-- Text section --
== Segment start ==
Tuesday 18 October 2011

Anthony Jones had excess amount of potassium in system at time of death

According to an Arkansas State Athletic Commission report released this week, one of the contributing factors of boxer Anthony Jones' death may have been an excess amount of potassium in Jones' system.
Jones was knocked out during a January heavyweight bout in Benton, Arkansas.
"Jones' use of alcohol and anabolic steroids, together with his extraordinary use of caffeine, tobacco, and nutritional supplements on top of additional multi-vitamins and potassium supplements without drinking sufficient water, created a biological environment which altered his normal physiological responses and facilitated his demise," the report said. The complex biological and chemical processes involved in this case made it remarkably difficult for the professionals to reach a consensus as to the specific cause of death. In fact, due to the multiple origins and particularly complex nature of the biological, chemical and physical processes involved, it is possible for reasonable, medically and professionally trained minds to disagree on Jones' specific, primary cause of death; however, all agree as to the secondary/contributing conditions or factors."
== Segment end ==
-- Dataset entries --
== Segment start ==
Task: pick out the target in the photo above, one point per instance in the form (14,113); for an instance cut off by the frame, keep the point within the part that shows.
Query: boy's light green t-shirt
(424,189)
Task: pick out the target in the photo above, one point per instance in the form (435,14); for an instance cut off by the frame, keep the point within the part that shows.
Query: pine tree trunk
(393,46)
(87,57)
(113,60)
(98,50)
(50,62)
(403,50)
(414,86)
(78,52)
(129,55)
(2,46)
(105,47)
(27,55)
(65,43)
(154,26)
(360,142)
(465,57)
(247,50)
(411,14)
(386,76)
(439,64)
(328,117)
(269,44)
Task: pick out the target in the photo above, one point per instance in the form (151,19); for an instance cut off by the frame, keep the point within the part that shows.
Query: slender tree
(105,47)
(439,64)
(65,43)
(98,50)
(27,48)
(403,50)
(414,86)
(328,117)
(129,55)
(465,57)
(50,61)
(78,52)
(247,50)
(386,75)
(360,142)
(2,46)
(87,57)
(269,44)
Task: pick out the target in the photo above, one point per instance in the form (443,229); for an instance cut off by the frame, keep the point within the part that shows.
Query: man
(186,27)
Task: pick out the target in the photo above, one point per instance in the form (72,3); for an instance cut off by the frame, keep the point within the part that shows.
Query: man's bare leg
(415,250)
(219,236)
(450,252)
== Segment end ==
-- Tasks to perform --
[1] Quote the article on boxer Anthony Jones' death word for word, starting with "Anthony Jones had" and going on through "in Benton, Arkansas.".
[2] In the article on boxer Anthony Jones' death, which body released the report on his death?
[3] Proceed with the article on boxer Anthony Jones' death from the point where it stops.

-- Activity answers --
[1]
Anthony Jones had excess amount of potassium in system at time of death

According to an Arkansas State Athletic Commission report released this week, one of the contributing factors of boxer Anthony Jones' death may have been an excess amount of potassium in Jones' system.
Jones was knocked out during a January heavyweight bout in Benton, Arkansas.

[2] The Arkansas State Athletic Commission

[3]
The report makes the analogy that Jones' death was similar to the domino effect – once one organ or body function fails, others will soon follow.
"The short and overly simplistic answer is that Mr. Jones died as the result of a cascading systems failure caused by extraordinarily complex biological and chemical processes of multiple origins," the report says. One of the steroids found in Jones' system was the veterinary steroid boldenone.